Texto fornecido
9.11.17

As árvores eram de plástico e o sol não aquecia

Gorillaz, “On Melancholy Hill” (Live on AOL Sessions), in https://www.youtube.com/watch?v=KSxYRlsBNKU    
Do lugar do sol emasculado: todavia, as pessoas já começavam a ter lembrança remota da chuva. Era assim este lugar: um lugar de meias-tintas, o paradoxal lugar contudo habitado por gente irascível, contundente, garbosa, ufana do lugar que era sua hospedagem.
Algo não rimava com a observação (mas tinha de ser um observador exterior a tê-la, não contaminado pela parcialidade dos residentes). O lugar parecia ter adormecido numa curva do tempo. O tempo parecia uma eternidade, impassível à convocatória de gente ansiosa por o ver desfilar. Dizia-se que havia uma praceta onde o tempo andava da frente para trás; saudosos do pretérito e diligentes apóstolos do imorredoiro presente eram visitas frequentas à praceta. As propriedades quiméricas da praceta não eram confirmadas. Mas ai de quem ousasse desafiar os residentes com dúvidas metódicas sobre a plausibilidade dos efeitos medicinais atribuídos à praceta. As pessoas ficavam ofendidas. Deixavam de falar, ato contínuo. Porque um mito, para assim ser considerado, não admite contestação. Que interessava se a contraprova desmentia o mito? Se assim fosse, deixaria de poder usar as insígnias de mito – e não interessa desfazer a estultícia de um mito, pois as pessoas precisam de crenças.

Material fornecido
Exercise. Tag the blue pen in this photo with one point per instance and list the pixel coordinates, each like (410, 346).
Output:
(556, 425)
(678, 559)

Ordem de trabalho
Prossiga o texto sobre o lugar das árvores de plástico e do sol que não aquecia, a partir da última frase apresentada.

Resultado do exercício
Por isso, neste lugar não eram admitidas árvores de carne e osso. Todas as árvores eram de plástico. Um autóctone explicou, a certa altura, que ninguém fica com a alma despedaçada quando uma árvore perece, e ainda por cima, perece de pé. É um fim duplamente indigente: árvore nenhuma merece a morte, depois de tantos (e não reconhecidos) serviços prestados; e as mortes são dignas quando são num leito, não são dignas quando se morre em pé, iludindo quem passa que, a menos que seja perito em botânica, não sabe que a morte se ocupou da árvore e a homenagem exigível fica proscrita.
Um forasteiro desafiou o orgulho do lugar quando perguntou, a meio de dois copos de vinho, numa esplanada centrípeta, se este não era um lugar de puro fingimento. De gente plástica, como as árvores. O interlocutor, arreigado defensor da superioridade do lugar, com as emoções desbragadas pelo efeito do vinho a caminho do excesso, quis defender a honra do lugar e, à maneira antiga, desafiou o forasteiro para um duelo de espadas. O forasteiro percebeu, depois: o nativo era exímio praticante de esgrima.